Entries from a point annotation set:

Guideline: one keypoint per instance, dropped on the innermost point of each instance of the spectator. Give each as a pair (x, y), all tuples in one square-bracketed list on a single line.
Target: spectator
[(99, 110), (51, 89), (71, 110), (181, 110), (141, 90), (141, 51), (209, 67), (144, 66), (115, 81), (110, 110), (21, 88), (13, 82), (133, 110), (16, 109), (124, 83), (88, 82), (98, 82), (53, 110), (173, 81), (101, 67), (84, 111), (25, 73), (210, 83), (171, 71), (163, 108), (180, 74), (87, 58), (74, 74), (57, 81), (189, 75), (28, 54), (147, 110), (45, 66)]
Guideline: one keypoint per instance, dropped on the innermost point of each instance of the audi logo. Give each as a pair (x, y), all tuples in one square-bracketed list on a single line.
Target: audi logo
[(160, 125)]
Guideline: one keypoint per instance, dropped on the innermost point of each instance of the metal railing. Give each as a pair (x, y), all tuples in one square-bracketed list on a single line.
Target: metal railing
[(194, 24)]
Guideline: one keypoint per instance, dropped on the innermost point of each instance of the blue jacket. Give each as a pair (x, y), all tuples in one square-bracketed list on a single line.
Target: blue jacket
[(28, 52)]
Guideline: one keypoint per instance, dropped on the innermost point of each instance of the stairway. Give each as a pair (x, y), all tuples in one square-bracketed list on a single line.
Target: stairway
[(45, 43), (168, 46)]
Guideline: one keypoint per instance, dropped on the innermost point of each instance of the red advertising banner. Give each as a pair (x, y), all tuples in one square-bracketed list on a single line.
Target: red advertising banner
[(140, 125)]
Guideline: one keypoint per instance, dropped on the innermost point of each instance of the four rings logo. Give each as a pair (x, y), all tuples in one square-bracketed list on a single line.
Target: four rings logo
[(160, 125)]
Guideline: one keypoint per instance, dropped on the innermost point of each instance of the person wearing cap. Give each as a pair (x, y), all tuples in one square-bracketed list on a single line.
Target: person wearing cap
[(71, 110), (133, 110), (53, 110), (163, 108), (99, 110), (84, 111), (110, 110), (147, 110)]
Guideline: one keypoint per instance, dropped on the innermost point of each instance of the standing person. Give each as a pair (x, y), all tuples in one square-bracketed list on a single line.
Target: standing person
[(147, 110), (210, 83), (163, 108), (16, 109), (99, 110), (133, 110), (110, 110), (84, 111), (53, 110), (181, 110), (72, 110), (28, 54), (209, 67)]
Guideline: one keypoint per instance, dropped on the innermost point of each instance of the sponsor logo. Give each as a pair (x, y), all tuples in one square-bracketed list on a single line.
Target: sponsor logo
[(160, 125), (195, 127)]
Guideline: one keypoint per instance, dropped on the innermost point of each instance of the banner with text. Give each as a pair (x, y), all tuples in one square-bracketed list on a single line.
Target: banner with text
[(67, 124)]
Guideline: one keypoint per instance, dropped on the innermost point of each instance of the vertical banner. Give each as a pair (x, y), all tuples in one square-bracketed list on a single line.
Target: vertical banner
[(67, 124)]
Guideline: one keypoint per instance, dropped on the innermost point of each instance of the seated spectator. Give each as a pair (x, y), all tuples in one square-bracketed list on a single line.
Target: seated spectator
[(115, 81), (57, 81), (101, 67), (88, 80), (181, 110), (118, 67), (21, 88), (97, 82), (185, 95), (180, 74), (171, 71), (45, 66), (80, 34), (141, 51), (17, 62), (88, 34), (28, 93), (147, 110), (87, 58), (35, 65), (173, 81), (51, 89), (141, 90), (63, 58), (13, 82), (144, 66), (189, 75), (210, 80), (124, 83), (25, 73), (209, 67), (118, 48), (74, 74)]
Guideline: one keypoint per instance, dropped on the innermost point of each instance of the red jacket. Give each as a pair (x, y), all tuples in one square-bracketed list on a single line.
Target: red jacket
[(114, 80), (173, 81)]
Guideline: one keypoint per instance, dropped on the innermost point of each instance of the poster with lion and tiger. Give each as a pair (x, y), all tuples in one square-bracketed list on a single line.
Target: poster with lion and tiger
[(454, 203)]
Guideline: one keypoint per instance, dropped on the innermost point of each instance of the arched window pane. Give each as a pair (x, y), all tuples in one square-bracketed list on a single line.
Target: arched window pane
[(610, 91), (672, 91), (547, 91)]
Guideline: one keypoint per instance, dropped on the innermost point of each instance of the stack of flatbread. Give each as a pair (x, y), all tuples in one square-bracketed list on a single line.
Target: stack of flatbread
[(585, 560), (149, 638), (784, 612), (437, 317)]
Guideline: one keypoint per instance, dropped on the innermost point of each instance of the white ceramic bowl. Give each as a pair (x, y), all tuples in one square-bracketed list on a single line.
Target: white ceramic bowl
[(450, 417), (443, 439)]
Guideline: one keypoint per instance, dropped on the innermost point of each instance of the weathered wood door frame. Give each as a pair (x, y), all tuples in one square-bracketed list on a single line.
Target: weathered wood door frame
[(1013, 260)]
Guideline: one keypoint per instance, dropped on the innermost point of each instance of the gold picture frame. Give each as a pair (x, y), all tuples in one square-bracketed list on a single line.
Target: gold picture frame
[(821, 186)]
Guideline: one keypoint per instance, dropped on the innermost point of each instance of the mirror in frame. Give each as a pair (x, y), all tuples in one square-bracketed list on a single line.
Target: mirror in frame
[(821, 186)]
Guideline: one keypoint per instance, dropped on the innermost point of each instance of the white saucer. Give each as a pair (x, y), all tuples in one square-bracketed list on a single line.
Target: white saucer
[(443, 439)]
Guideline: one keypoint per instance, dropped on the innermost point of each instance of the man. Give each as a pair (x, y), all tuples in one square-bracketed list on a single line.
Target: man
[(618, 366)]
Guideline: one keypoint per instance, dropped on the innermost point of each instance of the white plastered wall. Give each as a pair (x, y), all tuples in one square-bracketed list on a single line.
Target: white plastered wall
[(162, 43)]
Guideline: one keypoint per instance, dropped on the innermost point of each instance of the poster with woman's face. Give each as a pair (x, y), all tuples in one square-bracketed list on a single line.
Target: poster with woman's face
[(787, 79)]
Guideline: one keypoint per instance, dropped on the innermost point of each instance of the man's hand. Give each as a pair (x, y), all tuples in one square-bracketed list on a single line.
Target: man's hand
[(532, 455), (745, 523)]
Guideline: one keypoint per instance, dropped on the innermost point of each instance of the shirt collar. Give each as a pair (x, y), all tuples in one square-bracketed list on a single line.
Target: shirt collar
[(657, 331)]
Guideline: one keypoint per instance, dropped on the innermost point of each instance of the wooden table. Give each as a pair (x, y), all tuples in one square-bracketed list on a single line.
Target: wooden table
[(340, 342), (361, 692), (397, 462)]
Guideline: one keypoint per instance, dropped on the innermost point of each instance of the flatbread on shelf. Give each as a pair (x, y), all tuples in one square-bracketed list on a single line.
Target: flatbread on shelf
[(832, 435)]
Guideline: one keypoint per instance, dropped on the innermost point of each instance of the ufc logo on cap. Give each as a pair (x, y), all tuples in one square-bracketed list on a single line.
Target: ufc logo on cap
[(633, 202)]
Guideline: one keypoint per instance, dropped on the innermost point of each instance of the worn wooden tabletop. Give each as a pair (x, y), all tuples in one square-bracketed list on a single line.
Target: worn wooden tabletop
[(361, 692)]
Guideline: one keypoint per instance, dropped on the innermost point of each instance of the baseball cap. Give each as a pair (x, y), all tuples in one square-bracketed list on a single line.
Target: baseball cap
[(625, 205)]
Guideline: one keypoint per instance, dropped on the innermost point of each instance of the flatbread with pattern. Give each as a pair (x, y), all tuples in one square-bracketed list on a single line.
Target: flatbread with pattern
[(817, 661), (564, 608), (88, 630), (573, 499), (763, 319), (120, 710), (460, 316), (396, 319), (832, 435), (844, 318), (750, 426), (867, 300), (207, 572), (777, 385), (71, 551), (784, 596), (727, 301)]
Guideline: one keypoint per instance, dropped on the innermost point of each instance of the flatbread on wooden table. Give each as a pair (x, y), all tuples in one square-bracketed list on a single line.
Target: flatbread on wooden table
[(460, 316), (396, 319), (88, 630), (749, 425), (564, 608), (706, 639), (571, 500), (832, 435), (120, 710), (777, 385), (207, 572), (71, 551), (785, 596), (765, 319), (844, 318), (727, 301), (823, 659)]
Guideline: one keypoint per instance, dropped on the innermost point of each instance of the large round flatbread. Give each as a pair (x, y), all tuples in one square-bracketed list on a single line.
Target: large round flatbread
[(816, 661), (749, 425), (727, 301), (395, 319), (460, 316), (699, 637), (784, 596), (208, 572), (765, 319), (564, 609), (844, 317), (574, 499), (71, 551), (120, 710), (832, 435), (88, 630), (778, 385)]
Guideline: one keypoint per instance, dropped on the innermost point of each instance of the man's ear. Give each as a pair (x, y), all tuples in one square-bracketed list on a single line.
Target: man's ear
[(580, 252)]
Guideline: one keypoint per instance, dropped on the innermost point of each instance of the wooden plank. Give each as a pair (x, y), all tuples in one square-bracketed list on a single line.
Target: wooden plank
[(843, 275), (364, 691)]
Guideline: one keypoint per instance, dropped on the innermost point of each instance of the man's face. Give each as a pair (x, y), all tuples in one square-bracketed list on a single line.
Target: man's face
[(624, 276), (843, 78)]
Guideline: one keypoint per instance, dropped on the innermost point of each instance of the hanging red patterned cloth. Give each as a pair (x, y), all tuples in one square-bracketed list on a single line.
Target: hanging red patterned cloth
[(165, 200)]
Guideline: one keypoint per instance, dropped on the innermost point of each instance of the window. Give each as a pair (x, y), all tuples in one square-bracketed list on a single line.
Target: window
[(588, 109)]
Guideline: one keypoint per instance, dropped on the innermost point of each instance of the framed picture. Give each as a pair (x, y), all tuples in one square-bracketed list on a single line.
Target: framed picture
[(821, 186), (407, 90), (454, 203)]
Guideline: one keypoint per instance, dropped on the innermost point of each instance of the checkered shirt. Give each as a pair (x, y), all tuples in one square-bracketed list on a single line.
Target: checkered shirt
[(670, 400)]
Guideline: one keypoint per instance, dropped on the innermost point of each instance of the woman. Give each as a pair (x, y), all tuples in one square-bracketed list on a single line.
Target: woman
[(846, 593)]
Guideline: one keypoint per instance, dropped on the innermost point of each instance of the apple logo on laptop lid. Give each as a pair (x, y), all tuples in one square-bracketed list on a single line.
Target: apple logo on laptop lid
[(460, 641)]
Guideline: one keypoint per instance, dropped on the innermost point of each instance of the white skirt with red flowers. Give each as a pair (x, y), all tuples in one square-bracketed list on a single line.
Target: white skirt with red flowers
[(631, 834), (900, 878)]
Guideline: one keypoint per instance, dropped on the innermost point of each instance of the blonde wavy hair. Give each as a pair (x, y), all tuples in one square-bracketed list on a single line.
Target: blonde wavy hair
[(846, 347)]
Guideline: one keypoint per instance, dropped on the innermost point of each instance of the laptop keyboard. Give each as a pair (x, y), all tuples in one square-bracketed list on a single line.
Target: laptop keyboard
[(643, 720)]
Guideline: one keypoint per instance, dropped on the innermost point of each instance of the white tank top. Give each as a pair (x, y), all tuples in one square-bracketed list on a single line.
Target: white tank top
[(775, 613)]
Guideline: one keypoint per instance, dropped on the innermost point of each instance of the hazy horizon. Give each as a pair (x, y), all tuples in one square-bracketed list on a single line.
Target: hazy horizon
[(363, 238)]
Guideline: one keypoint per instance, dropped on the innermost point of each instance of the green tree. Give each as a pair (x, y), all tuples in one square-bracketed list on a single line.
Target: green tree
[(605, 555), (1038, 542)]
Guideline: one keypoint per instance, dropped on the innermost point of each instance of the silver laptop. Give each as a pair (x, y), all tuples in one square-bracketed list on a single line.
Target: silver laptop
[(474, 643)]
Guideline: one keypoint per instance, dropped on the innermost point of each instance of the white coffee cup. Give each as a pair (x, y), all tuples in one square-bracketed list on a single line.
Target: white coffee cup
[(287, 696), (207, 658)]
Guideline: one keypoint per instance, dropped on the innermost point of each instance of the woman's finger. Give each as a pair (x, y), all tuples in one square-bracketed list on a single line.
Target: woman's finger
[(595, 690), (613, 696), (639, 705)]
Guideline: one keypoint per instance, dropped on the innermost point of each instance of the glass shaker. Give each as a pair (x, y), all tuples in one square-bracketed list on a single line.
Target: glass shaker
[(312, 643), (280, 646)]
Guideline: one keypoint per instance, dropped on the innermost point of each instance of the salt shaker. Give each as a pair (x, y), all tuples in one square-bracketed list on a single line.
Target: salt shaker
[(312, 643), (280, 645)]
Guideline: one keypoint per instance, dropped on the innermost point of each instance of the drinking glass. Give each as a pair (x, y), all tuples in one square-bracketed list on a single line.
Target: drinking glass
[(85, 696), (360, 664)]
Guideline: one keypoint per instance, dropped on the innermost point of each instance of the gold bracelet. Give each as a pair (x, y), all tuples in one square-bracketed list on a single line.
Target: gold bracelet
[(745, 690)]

* _Exercise aim_
Copy out, unchanged, the stretch of lines from the one containing "of the window." through the one containing "[(643, 720)]", including both of those lines.

* _Solution to this exercise_
Guideline: one keypoint per instance, dropped on the innermost point of each instance of the window. Give each as a pair (x, y), all tuples in one square-bracketed list on a single line.
Target: window
[(588, 109)]
Guideline: one keypoint per instance, dropped on the innermost point of each instance of the framed picture. Give each as a pair (x, y), all tuples in one square-bracketed list on a single line.
Target: framed picture
[(821, 186), (407, 90), (454, 203)]
Guideline: one keypoint per instance, dropped on the innermost point of each instance of the checkered shirt. Give each as a pair (x, y), all tuples in one square-bracketed list on a single line.
Target: checkered shirt
[(670, 400)]
Guideline: one keypoint per instance, dropped on the innermost point of each instance of the woman. Give each as a pair (x, y), all tuples in one square-bracketed list on a single line.
Target: woman
[(846, 593)]
Guideline: one keypoint per instance, dropped on the innermost point of each instance of the apple logo on laptop lid. Give each as a pair (x, y), all tuples in one square-bracketed list on a single line.
Target: apple logo on laptop lid
[(460, 641)]
Guideline: one keypoint per instance, dropped on the innermost point of each instance of the white skirt with red flowers. Give each as a pair (x, y), all tuples in one square-bracketed list on a single line.
Target: white skirt with red flowers
[(631, 834), (900, 878)]
Guideline: one keypoint per instance, dropped on the innermost point of each instance of the blonde wavy hair. Give each as a pair (x, y), all tuples in one square-bracketed list on a single line.
Target: blonde wavy hair
[(846, 347)]
Guideline: one keypoint per instance, dropped on the innermost point of each instance of the laptop keyboard. Give each as a pair (x, y), all tuples in one square-bracketed list on a single line.
Target: laptop keyboard
[(643, 720)]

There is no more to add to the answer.